* **Wymagania zadania**:
Wpisz wiersze od wiersza zawierającego "--target=security vehicle --mode=segment" do wiersza zawierającego "[[[69,80],[120,80],[120,78],[93,70],[79,68]]]" włącznie do pliku CSV z dwiema kolumnami, „tekst” i „odpowiedź”, tak aby każdy tekst wraz ze swoją odpowiedzią zajmował jeden wiersz CSV. Każda wartość ma stanowić jedno pole w cudzysłowie, a podziały wierszy zamień w niej na spacje.

* **Dane do ćwiczenia**:
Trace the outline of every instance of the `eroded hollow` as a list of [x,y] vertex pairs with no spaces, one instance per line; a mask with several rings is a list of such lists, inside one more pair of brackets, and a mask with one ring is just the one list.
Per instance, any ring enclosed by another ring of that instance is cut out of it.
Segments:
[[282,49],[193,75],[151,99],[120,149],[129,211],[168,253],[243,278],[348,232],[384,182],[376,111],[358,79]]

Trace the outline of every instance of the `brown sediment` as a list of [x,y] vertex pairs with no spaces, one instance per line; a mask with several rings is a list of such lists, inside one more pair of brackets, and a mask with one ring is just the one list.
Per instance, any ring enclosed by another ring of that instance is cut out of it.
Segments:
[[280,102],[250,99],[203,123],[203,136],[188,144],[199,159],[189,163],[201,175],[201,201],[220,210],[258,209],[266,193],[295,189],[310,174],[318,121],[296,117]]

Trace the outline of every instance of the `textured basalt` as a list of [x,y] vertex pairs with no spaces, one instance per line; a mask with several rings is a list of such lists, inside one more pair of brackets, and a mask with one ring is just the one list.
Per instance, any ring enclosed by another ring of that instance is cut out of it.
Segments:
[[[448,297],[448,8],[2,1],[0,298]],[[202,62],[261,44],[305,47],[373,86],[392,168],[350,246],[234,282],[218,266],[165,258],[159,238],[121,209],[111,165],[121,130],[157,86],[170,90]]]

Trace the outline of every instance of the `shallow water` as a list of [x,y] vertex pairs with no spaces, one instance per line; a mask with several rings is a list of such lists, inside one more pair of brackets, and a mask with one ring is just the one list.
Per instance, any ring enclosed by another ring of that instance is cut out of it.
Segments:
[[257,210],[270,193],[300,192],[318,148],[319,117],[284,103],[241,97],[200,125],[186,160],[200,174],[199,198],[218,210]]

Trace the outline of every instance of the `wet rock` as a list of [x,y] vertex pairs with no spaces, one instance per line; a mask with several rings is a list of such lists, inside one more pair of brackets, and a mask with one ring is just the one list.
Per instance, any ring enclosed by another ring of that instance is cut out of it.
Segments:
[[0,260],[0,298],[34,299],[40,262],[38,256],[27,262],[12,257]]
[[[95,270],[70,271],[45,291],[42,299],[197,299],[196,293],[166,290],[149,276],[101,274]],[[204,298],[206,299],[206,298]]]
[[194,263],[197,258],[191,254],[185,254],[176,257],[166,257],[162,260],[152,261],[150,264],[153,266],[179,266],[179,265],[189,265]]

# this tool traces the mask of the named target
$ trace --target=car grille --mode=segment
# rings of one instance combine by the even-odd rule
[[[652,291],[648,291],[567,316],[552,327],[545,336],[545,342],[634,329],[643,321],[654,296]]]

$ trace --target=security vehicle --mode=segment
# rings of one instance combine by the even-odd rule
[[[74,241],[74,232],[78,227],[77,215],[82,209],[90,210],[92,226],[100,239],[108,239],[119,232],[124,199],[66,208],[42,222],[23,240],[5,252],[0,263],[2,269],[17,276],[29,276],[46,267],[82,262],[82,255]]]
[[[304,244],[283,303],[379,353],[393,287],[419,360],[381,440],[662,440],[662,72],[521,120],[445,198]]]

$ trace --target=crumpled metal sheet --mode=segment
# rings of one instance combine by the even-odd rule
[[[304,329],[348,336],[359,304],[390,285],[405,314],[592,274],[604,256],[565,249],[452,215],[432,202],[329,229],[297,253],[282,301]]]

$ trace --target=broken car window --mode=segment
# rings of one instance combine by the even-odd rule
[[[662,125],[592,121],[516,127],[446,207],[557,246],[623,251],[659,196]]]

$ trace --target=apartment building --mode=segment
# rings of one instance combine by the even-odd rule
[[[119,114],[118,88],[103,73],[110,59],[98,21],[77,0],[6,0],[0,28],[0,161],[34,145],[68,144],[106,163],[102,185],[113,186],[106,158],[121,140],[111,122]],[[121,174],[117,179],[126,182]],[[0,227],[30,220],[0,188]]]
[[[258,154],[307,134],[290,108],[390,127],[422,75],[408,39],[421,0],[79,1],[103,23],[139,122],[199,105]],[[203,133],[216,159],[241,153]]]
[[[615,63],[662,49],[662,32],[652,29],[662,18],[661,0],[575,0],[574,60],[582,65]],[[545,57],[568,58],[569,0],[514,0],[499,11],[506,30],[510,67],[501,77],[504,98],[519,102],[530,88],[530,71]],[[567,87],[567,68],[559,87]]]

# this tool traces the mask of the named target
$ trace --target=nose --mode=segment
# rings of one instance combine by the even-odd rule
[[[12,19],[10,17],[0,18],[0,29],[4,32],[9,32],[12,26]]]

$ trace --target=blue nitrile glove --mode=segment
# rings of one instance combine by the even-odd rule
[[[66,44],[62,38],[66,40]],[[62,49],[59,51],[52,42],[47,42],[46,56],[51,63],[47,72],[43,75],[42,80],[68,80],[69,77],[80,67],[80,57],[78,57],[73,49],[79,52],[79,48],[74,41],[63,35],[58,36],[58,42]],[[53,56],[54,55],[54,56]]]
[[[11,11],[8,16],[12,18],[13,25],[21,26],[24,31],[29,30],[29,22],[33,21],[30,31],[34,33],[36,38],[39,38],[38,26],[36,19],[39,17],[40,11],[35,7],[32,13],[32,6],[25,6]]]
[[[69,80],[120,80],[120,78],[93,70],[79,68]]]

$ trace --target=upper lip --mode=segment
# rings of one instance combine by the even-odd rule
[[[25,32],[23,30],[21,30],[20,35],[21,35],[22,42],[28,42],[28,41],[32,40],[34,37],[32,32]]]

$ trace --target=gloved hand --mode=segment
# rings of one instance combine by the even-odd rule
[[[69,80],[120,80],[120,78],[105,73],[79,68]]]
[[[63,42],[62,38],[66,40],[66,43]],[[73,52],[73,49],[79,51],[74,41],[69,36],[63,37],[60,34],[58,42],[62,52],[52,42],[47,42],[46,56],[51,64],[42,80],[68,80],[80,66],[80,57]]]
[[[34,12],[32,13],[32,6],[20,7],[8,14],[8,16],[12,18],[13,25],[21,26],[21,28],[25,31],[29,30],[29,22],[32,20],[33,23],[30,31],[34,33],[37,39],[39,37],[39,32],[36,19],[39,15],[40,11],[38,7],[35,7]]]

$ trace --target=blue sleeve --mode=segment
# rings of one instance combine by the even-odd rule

* **Wynik końcowy**:
tekst,odpowiedź
"$ trace --target=security vehicle --mode=segment # rings of one instance combine by the even-odd rule","[[[74,241],[74,232],[78,227],[77,215],[82,209],[90,210],[92,226],[100,239],[108,239],[119,232],[124,199],[66,208],[42,222],[23,240],[5,252],[0,263],[2,269],[17,276],[29,276],[46,267],[82,262],[82,255]]] [[[304,244],[283,303],[379,353],[393,287],[419,360],[381,440],[662,440],[662,72],[521,120],[445,198]]]"
"$ trace --target=crumpled metal sheet --mode=segment # rings of one instance combine by the even-odd rule","[[[304,329],[348,336],[359,304],[390,285],[405,314],[592,274],[604,256],[565,249],[452,215],[432,202],[329,229],[297,253],[282,301]]]"
"$ trace --target=broken car window --mode=segment # rings of one instance combine by the even-odd rule","[[[662,125],[592,121],[516,127],[446,207],[557,246],[623,251],[659,196]]]"
"$ trace --target=apartment building --mode=segment # rings of one instance combine by the even-odd rule","[[[119,114],[118,88],[103,73],[110,59],[98,21],[77,0],[6,0],[0,28],[0,161],[34,145],[68,144],[106,163],[102,185],[113,186],[106,158],[121,140],[111,122]],[[121,174],[117,179],[126,182]],[[0,227],[30,220],[0,188]]] [[[258,154],[307,134],[290,108],[390,127],[422,75],[408,39],[421,0],[79,1],[103,23],[139,122],[199,105]],[[203,133],[216,159],[241,153]]] [[[615,63],[662,49],[662,32],[652,29],[662,18],[661,0],[575,0],[574,60],[582,65]],[[545,57],[568,58],[569,0],[514,0],[499,11],[506,30],[510,67],[501,77],[504,98],[519,102],[530,88],[530,71]],[[567,87],[567,68],[559,87]]]"
"# this tool traces the mask of the named target $ trace --target=nose --mode=segment # rings of one instance combine by the even-odd rule","[[[12,19],[10,17],[0,18],[0,29],[4,32],[9,32],[12,26]]]"
"$ trace --target=blue nitrile glove --mode=segment # rings of one instance combine by the even-odd rule","[[[66,44],[62,38],[66,40]],[[62,49],[59,51],[52,42],[47,42],[46,56],[51,63],[47,72],[43,75],[42,80],[68,80],[69,77],[80,67],[80,57],[78,57],[73,49],[79,52],[79,48],[74,41],[63,35],[58,36],[58,42]],[[53,56],[54,55],[54,56]]] [[[11,11],[8,16],[12,18],[13,25],[21,26],[24,31],[29,30],[29,22],[33,21],[30,31],[34,33],[36,38],[39,38],[38,26],[36,19],[39,17],[40,11],[35,7],[32,13],[32,6],[25,6]]] [[[69,80],[120,80],[120,78],[93,70],[79,68]]]"